═══ RECORDED INFORMATION ═══

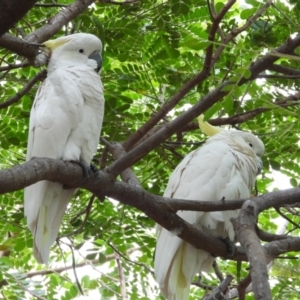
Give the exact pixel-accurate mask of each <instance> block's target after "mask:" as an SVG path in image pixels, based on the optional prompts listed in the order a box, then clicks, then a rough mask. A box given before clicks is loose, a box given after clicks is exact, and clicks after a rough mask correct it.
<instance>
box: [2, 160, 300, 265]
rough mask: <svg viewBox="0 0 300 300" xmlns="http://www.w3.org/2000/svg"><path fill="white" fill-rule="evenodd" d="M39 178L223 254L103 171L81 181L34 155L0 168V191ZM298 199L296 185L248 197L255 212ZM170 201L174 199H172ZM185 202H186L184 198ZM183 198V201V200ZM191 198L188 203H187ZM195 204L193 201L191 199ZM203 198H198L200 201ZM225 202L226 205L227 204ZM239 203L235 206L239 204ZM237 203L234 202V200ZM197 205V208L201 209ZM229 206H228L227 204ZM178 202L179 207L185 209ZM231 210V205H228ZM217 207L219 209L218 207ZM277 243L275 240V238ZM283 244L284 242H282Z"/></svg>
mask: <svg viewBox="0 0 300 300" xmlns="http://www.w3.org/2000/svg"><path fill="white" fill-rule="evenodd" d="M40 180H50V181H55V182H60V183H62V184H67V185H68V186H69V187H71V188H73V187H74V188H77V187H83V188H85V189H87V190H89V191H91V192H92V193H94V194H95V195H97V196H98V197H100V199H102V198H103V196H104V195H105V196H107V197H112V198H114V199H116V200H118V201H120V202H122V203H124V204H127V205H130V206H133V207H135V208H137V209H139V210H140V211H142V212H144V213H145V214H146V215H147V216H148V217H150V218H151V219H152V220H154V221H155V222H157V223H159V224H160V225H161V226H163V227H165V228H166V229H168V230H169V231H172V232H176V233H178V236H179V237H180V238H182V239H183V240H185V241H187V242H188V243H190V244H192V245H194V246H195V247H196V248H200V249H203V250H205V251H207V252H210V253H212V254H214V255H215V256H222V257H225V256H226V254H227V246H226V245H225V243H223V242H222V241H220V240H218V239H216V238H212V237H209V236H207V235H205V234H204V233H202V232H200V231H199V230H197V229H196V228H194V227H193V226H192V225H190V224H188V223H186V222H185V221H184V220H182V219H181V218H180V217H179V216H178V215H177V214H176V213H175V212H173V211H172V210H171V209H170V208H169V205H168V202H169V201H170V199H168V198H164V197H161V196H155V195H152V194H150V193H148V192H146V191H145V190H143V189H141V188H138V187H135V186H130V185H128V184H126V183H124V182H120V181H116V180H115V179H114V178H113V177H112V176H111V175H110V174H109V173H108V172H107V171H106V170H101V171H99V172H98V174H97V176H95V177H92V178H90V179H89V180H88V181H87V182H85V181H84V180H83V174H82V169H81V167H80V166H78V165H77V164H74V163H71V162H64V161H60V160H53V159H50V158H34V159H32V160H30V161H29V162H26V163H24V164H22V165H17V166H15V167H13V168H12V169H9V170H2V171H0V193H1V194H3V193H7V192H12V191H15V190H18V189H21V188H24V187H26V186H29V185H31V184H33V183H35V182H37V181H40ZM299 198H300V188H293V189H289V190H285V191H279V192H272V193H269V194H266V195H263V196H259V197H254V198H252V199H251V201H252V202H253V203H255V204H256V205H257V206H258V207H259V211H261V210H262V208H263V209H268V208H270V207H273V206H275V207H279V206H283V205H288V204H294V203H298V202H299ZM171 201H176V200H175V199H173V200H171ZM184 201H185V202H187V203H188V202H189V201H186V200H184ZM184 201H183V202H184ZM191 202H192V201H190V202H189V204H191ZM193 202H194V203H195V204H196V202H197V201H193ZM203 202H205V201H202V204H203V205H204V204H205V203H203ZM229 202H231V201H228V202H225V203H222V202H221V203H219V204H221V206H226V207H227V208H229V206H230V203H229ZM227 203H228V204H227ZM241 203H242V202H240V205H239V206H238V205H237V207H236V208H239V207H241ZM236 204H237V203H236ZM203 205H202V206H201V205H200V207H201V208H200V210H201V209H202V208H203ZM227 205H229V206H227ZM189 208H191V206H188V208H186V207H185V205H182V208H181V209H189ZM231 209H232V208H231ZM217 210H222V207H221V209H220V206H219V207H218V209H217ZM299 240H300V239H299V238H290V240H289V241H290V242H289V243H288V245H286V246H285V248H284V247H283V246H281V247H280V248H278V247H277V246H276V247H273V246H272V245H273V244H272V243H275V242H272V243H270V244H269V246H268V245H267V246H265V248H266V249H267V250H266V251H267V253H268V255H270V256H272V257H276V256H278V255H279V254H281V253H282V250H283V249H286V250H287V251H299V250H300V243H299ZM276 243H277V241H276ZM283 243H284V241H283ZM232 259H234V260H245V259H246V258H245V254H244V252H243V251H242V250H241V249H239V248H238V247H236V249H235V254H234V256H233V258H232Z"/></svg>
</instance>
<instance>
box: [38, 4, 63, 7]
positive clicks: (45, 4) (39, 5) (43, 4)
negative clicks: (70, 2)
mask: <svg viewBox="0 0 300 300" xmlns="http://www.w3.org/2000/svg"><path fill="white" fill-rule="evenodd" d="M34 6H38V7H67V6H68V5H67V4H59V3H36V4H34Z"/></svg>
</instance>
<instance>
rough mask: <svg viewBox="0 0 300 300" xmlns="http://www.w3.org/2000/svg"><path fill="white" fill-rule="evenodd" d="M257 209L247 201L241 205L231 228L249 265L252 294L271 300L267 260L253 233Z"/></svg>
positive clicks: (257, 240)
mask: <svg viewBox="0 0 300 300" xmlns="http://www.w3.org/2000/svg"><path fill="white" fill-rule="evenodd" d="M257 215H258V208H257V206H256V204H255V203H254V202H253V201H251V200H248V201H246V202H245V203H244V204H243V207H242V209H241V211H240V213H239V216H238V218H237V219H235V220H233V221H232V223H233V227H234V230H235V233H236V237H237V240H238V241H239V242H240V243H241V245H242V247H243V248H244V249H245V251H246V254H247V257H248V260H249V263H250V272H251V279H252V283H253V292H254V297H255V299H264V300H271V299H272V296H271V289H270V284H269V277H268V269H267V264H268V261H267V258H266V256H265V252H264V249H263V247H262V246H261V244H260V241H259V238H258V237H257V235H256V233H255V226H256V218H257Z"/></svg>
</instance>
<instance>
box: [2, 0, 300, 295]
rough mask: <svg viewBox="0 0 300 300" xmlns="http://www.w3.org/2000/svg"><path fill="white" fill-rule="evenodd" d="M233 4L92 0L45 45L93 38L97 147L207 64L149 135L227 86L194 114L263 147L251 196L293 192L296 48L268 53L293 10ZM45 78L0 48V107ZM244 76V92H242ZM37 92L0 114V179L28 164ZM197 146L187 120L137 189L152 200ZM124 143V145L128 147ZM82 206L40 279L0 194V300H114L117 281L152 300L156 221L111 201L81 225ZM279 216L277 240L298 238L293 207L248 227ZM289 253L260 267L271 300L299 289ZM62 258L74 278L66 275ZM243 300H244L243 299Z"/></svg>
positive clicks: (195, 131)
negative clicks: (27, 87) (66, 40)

═══

• ACTIVITY
Each line of the data above is to be output exactly; the pictures are not to appear.

• EXERCISE RESPONSE
Give the exact pixel-accurate mask of each <instance> block's target after "mask:" as an SVG path in image pixels, based on the optional prompts listed in the order a box, then clicks, then a rough mask. A box given before clicks is loose, a box given after clicks is exact, and clicks after a rough mask correct it.
<instance>
box: [2, 160, 300, 265]
rough mask: <svg viewBox="0 0 300 300" xmlns="http://www.w3.org/2000/svg"><path fill="white" fill-rule="evenodd" d="M39 178L223 254L103 171L81 181L34 155L0 168V191ZM298 199L296 185L248 197L255 212ZM170 201L174 199H172ZM185 202H186L184 198ZM183 198V201V200ZM191 198L188 203H187ZM195 204L193 201L191 199ZM203 198H198L200 201ZM225 202L226 205L227 204ZM239 203L235 206L239 204ZM237 203L234 202V200ZM197 205V208L201 209ZM229 206H228L227 204ZM178 202L179 207L185 209ZM231 210V205H228ZM217 207L219 209L218 207ZM277 243L275 240V238ZM283 244L284 242H282Z"/></svg>
mask: <svg viewBox="0 0 300 300" xmlns="http://www.w3.org/2000/svg"><path fill="white" fill-rule="evenodd" d="M40 180H50V181H55V182H60V183H62V184H67V185H68V186H69V187H71V188H73V187H74V188H77V187H83V188H85V189H87V190H89V191H91V192H92V193H94V194H95V195H97V196H98V197H100V199H102V198H103V196H104V195H105V196H107V197H112V198H114V199H116V200H118V201H120V202H122V203H124V204H127V205H130V206H133V207H135V208H137V209H139V210H140V211H142V212H144V213H145V214H146V215H147V216H148V217H150V218H151V219H152V220H154V221H155V222H157V223H159V224H160V225H161V226H163V227H165V228H166V229H168V230H169V231H172V232H176V233H178V236H179V237H180V238H182V239H183V240H185V241H187V242H188V243H190V244H192V245H194V246H195V247H196V248H200V249H203V250H205V251H207V252H210V253H212V254H214V255H215V256H222V257H225V256H226V254H227V246H226V245H225V243H223V242H222V241H220V240H218V239H216V238H212V237H209V236H207V235H205V234H204V233H202V232H200V231H199V230H197V229H196V228H194V227H193V226H192V225H190V224H188V223H186V222H185V221H184V220H182V219H181V218H180V217H179V216H178V215H177V214H176V213H175V212H173V211H172V210H171V209H170V208H169V205H168V202H169V201H170V199H168V198H164V197H161V196H155V195H152V194H150V193H148V192H146V191H145V190H143V189H141V188H138V187H135V186H130V185H128V184H126V183H124V182H120V181H116V180H115V179H114V178H113V177H112V176H111V175H110V174H109V173H108V172H107V171H106V170H101V171H99V172H98V174H97V176H95V177H92V178H90V179H89V180H88V181H87V182H85V181H84V180H83V174H82V169H81V167H80V166H78V165H77V164H74V163H71V162H64V161H60V160H53V159H50V158H34V159H32V160H30V161H29V162H26V163H24V164H22V165H17V166H15V167H13V168H12V169H9V170H2V171H0V193H1V194H3V193H7V192H12V191H15V190H18V189H21V188H24V187H26V186H29V185H31V184H33V183H35V182H37V181H40ZM299 198H300V188H293V189H289V190H285V191H279V192H272V193H269V194H266V195H263V196H259V197H254V198H252V199H251V201H252V202H253V203H255V204H256V205H257V206H258V207H259V211H261V210H262V208H263V209H268V208H270V207H273V206H275V207H279V206H283V205H288V204H294V203H298V202H299ZM171 201H176V200H175V199H173V200H171ZM184 201H185V202H187V203H188V202H189V201H186V200H184ZM184 201H183V202H184ZM191 202H192V201H190V202H189V204H191ZM193 202H194V203H195V204H196V202H197V201H193ZM203 202H205V201H202V204H203V205H204V204H205V203H203ZM229 202H231V201H228V202H225V203H222V202H221V203H219V204H221V206H226V207H227V208H229V206H230V203H229ZM227 203H228V204H227ZM241 203H242V202H240V205H239V206H238V205H237V207H236V208H239V207H241ZM236 204H237V203H236ZM203 205H202V206H201V205H200V207H201V208H200V210H201V209H202V208H203ZM227 205H229V206H227ZM189 208H191V206H188V208H186V207H185V205H182V208H181V209H189ZM231 209H232V208H231ZM217 210H222V207H221V209H220V206H219V207H218V209H217ZM299 240H300V239H299V238H290V240H289V241H290V242H289V243H288V245H286V246H285V248H284V247H283V246H281V247H280V248H278V247H277V246H276V247H273V246H272V245H273V244H272V243H275V242H272V243H270V244H269V246H268V245H267V246H265V248H266V249H267V250H266V251H267V253H268V255H270V256H272V257H276V256H278V255H279V254H281V253H282V250H283V249H286V250H287V251H299V250H300V243H299ZM276 243H277V241H276ZM283 243H284V241H283ZM232 259H234V260H245V259H246V258H245V254H244V252H243V251H242V250H241V249H239V248H238V247H236V249H235V254H234V256H233V258H232Z"/></svg>
</instance>
<instance>
box: [38, 4, 63, 7]
positive clicks: (45, 4) (39, 5) (43, 4)
negative clicks: (70, 2)
mask: <svg viewBox="0 0 300 300" xmlns="http://www.w3.org/2000/svg"><path fill="white" fill-rule="evenodd" d="M34 6H38V7H67V6H68V5H67V4H59V3H36V4H34Z"/></svg>
</instance>
<instance>
rough mask: <svg viewBox="0 0 300 300" xmlns="http://www.w3.org/2000/svg"><path fill="white" fill-rule="evenodd" d="M257 209L247 201L241 205L231 228L249 265L252 294L271 300L267 260L253 233Z"/></svg>
positive clicks: (257, 240)
mask: <svg viewBox="0 0 300 300" xmlns="http://www.w3.org/2000/svg"><path fill="white" fill-rule="evenodd" d="M257 215H258V208H257V206H256V204H255V203H254V202H253V201H251V200H248V201H246V202H245V203H244V204H243V207H242V209H241V211H240V213H239V216H238V218H237V219H235V220H233V221H232V223H233V227H234V230H235V233H236V237H237V240H238V241H239V242H240V243H241V245H242V247H243V248H244V249H245V251H246V254H247V257H248V260H249V263H250V272H251V279H252V283H253V292H254V297H255V299H264V300H271V299H272V296H271V289H270V284H269V277H268V269H267V264H268V261H267V258H266V256H265V252H264V249H263V247H262V246H261V244H260V241H259V238H258V237H257V235H256V233H255V226H256V218H257Z"/></svg>
</instance>
<instance>
box: [2, 0, 300, 295]
rough mask: <svg viewBox="0 0 300 300" xmlns="http://www.w3.org/2000/svg"><path fill="white" fill-rule="evenodd" d="M233 4L92 0L45 45L93 38L97 147L207 64L149 135L227 86L194 114L263 147L251 196L293 192L296 48L268 53L293 10ZM45 78L0 48V107ZM244 76V92H242ZM37 92L0 114V179L28 164ZM197 146L187 120L137 189L152 200ZM124 143V145L128 147ZM82 206L40 279L0 194V300H114L117 281L152 300L156 221L111 201L81 225ZM279 216L277 240L298 238L293 207L248 227ZM289 253L260 267L271 300L299 289ZM62 258L74 278L66 275ZM243 300H244L243 299Z"/></svg>
positive clicks: (195, 131)
negative clicks: (27, 87) (66, 40)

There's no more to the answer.